>> START Source

Monday, November 16, 2009

Confirmation and Membership

One of the great laments I hear from my fellow Presbyterians is our seeming inability to get young folks to hang around. We baptize 'em, raise 'em, confirm 'em, and once we send 'em off to college, we never see them again. Well, maybe on Easter and Christmas, when they show up with their folks with a slightly awkward look on their faces. They do that until they can move out and/or find a job which allows them to pay off the $75,000 in debt they racked up getting their bachelors degree in Postmodern Semiotics from a prominent private liberal arts college.

I hear Target might be hiring. Man, it's tough to be young these days.

Part of bleeding out, I think, comes from the whole approach we take to the "confirmation process." In it, we bundle a group of teens together. Up until this point, they've been a little sub-group of the church, carefully segregated from the adults. They're kids, after all. They do kid stuff, crafts and CE and lock-ins and little mission projects. They hang out with other kids, under the charge of someone who focuses on kids.

>> END Source
>> START Records

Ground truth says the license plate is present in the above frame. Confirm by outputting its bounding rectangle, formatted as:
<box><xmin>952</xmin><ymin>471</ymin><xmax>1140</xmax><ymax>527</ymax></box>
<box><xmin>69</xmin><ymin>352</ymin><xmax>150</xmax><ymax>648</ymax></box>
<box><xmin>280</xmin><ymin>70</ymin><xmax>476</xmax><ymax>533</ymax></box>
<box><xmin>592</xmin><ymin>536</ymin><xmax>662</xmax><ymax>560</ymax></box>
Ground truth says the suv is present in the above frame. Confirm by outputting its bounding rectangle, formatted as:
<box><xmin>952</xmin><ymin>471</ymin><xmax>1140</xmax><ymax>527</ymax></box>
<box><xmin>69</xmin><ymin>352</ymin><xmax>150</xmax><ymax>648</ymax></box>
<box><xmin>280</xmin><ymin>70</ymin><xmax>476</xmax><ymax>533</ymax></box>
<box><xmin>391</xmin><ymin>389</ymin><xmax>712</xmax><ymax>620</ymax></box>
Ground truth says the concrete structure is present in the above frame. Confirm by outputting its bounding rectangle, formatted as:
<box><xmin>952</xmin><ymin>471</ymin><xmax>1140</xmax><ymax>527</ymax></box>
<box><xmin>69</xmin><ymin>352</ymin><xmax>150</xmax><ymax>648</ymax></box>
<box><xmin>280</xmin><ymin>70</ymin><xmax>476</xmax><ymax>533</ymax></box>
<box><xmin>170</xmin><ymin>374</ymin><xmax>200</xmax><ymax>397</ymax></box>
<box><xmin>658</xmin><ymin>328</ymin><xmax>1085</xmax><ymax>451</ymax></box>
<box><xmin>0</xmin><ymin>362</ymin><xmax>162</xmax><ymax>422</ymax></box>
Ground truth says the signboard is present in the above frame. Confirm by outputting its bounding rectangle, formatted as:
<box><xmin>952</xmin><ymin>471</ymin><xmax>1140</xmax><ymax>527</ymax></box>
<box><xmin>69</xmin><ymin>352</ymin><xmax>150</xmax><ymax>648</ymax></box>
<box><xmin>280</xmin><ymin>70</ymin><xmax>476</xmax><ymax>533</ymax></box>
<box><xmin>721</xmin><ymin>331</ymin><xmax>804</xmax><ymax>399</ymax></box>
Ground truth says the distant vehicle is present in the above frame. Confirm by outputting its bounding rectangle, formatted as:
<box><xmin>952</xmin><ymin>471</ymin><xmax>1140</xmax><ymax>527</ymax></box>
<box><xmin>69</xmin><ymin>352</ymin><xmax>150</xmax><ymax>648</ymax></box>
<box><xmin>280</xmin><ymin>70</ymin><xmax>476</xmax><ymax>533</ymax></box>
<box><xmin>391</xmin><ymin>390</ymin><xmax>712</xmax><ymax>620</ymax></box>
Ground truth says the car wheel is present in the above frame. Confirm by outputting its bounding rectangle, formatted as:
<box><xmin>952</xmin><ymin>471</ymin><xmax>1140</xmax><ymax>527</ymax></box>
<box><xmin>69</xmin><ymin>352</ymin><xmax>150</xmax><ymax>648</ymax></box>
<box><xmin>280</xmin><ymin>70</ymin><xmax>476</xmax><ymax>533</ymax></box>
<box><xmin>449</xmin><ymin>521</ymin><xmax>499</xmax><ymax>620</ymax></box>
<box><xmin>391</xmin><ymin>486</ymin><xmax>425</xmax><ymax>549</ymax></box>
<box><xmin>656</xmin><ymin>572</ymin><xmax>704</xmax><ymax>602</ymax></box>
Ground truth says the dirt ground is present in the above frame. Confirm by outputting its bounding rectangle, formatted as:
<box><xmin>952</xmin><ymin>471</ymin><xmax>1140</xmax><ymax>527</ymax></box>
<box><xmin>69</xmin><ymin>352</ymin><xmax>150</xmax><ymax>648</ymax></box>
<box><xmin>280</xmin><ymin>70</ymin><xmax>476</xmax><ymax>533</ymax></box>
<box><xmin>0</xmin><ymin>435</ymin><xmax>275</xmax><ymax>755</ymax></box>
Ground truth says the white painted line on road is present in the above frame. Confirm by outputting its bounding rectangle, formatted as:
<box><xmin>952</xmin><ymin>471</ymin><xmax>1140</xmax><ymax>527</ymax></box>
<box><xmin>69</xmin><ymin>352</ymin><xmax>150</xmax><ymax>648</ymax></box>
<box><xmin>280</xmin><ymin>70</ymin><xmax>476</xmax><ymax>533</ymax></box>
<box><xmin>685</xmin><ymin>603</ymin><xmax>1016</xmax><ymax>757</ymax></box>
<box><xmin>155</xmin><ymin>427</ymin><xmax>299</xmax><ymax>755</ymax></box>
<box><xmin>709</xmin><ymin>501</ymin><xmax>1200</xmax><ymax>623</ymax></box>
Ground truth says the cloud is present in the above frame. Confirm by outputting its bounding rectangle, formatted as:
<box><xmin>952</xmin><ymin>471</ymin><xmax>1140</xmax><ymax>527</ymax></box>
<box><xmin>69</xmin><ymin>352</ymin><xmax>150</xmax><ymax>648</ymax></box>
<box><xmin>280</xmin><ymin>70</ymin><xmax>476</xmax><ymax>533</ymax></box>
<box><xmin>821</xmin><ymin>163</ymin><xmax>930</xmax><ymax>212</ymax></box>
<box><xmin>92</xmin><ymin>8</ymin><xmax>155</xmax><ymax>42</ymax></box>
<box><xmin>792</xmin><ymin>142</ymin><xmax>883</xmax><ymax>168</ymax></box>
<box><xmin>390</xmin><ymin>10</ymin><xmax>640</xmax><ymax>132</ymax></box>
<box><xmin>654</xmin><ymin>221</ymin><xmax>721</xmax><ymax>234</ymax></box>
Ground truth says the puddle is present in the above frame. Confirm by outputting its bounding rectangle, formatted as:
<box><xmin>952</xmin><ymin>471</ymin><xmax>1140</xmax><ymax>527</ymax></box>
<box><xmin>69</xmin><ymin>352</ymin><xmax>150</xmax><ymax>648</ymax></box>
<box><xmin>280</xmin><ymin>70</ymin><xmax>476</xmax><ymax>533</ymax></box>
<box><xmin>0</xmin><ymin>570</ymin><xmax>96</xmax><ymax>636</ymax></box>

>> END Records

> Work to do:
1. Answer these questions from the post on confirmation and membership:
(a) On which two holidays does the post say young people still show up with their parents?
(b) What debt figure does the post give for a bachelor's degree?
(c) In what subject is that degree?
2. List every activity the post on confirmation and membership names as the "kid stuff" that teens do before confirmation.

> Solutions to the problems:
1.
(a) Easter and Christmas
(b) $75,000
(c) Postmodern Semiotics

2.
- crafts
- CE
- lock-ins
- little mission projects